▶ _What you need to do_
Could you repeat the whole listing below exactly, omitting any picture it holds?

>>

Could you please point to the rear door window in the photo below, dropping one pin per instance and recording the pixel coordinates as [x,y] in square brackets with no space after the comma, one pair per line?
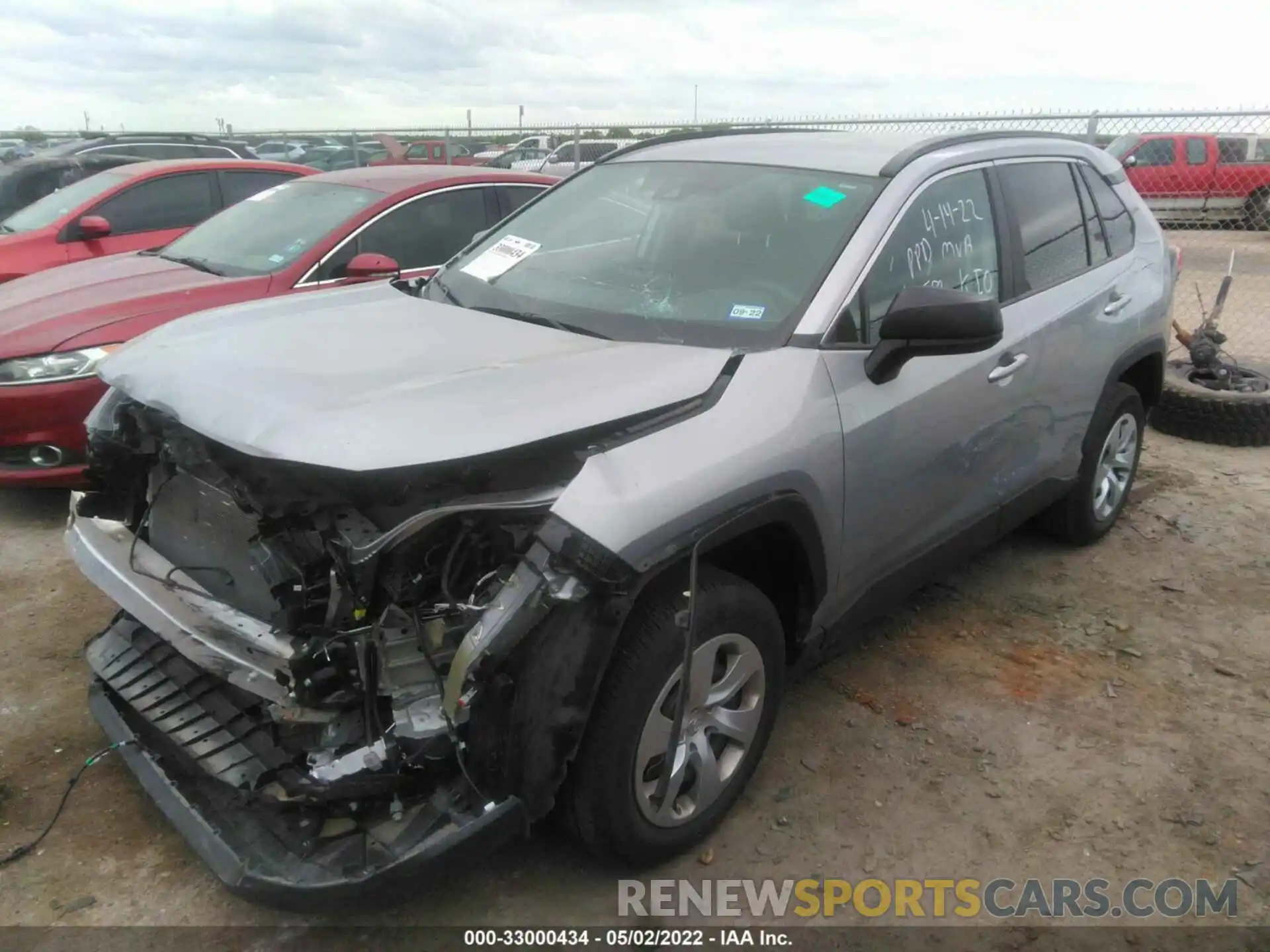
[1094,233]
[1232,151]
[1115,218]
[158,205]
[1050,223]
[1155,151]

<<

▶ _Your solution_
Could you please point to the rear door window in the photo below, dropping one pin per instance and recording the pixel coordinates as [x,y] in square brackets with no space after the comma, one pair per line?
[1094,233]
[1232,151]
[1115,218]
[158,205]
[1050,223]
[1155,151]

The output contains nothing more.